In this tutorial, we are going to see how to configure our Django projects to deal with database native features.

So far we have created our first project ( in the previous article - http://mrbool.com/setup-and-first-application-with-django-web-framework/33520 ) and you must make sure that you are inside your virtual environment to further work on your Django Project. To recall, you can activate your virtual environment by entering the following command in your terminal:

source django/bin/activate

Next, we are going to look at settings in our application. “settings.py” file contains information about the database, timestamps and language code. This file is automatically generated when we create our Django project. We are going to use “sqlite3” database for our Django Web Application as it does not require any external things to be installed and it is very easy to setup.

So open up the file “settings.py” which is located inside django_test/django_test/settings.py. Listing 1 shows the code of the file with all the important things highlighted.

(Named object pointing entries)
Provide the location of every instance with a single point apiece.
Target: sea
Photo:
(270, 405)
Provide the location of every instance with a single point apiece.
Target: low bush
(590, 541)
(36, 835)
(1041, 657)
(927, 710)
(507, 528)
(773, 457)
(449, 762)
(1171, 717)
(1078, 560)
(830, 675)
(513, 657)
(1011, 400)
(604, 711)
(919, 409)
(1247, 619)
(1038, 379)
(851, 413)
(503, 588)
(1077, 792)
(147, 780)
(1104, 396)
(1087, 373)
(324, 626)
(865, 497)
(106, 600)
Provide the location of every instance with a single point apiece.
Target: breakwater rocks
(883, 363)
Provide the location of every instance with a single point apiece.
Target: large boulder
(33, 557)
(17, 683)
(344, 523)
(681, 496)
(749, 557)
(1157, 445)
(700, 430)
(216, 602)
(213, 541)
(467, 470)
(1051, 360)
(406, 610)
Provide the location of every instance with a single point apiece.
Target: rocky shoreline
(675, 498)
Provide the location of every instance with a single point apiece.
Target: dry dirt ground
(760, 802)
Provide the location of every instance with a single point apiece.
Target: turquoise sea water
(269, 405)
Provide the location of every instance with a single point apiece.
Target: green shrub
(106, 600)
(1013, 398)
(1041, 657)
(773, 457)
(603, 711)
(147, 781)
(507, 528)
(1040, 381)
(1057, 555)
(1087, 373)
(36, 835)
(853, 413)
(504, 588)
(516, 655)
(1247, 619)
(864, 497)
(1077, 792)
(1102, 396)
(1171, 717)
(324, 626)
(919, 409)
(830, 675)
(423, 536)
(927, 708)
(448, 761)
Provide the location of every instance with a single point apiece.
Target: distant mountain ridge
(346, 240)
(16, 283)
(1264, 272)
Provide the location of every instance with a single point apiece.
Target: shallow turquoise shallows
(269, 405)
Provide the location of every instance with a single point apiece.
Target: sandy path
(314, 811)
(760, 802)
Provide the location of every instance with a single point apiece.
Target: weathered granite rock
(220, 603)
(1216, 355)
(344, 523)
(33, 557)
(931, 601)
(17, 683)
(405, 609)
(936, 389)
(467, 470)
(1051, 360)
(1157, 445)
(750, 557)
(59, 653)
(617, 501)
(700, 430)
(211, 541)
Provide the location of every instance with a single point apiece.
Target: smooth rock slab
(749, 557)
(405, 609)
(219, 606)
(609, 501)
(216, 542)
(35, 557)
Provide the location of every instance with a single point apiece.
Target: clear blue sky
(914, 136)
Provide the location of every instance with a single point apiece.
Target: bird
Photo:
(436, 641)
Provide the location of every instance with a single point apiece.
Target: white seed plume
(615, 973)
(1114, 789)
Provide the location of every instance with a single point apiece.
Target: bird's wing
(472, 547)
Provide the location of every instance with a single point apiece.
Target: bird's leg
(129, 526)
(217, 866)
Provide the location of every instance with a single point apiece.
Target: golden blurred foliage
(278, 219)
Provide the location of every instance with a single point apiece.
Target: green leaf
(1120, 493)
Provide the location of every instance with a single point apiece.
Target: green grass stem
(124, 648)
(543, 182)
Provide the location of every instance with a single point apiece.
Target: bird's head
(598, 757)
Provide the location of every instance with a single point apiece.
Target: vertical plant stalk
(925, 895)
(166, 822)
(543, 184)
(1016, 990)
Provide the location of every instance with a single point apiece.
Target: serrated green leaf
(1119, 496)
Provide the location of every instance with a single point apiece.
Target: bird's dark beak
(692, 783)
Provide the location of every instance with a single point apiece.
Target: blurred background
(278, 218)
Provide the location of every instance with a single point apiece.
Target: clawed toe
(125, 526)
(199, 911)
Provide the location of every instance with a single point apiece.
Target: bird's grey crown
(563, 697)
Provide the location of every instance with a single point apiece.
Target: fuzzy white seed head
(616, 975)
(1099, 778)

§ **What to work on**:
**a.** Collect every line of the listing that contains the word "green", treating uppercase and lowercase letters as different.
**b.** Please carry on the Django tutorial from its last sentence.
The Django tutorial and the listing are unrelated to each other.

§ **Results of the exercise**:
**a.**
Target: green shrub
Target: green leaf
Target: green grass stem
Target: serrated green leaf

**b.**
Listing 1. settings.py file inside our Django Project

 # Database 
# https://docs.djanqoproject.com/en/1.8/ref/settinqs/#databases 
 
DATABASES = { 
         'default': { 
                   'ENGINE': 'django.db.backends.sqlite3', 
                   'NAME': os.path.join(BASE_DIR, 'db.sqlite3'), 
         }
}
         
# Internationalization 
# https://docs.djanqoproject.com/en/1.8/topics/i18n/ 
 
LANGUAGE CODE 'en-us' 
 
TIME ZONE 'UTC' 

In the above figure, you can see that our database is “sqlite3” and language code is “en-us” and the time_zone is “UTC”. You can changes time_zone and language_code according to your requirements. Make sure to keep the database section as it is. If you want to use another database which you like, then you can visit the link (https://docs.djangoproject.com/en/1.8/ref/settings/#databases) and read the instructions to set up another database. Django will create a database file for your project with an extension “.db” and this database file will store all of your project data. You can choose any database you want and all databases require different setup procedures. You can refer to the above Django link for different databases.

Database Models

Next, we will learn how to start an application within our project. Our project can contain several applications. Applications are basically python packages and they can be simply considered as Python modules which can be imported into Django to assist our application. We will create an application called “articles” which will store all our articles in the database and display on our website.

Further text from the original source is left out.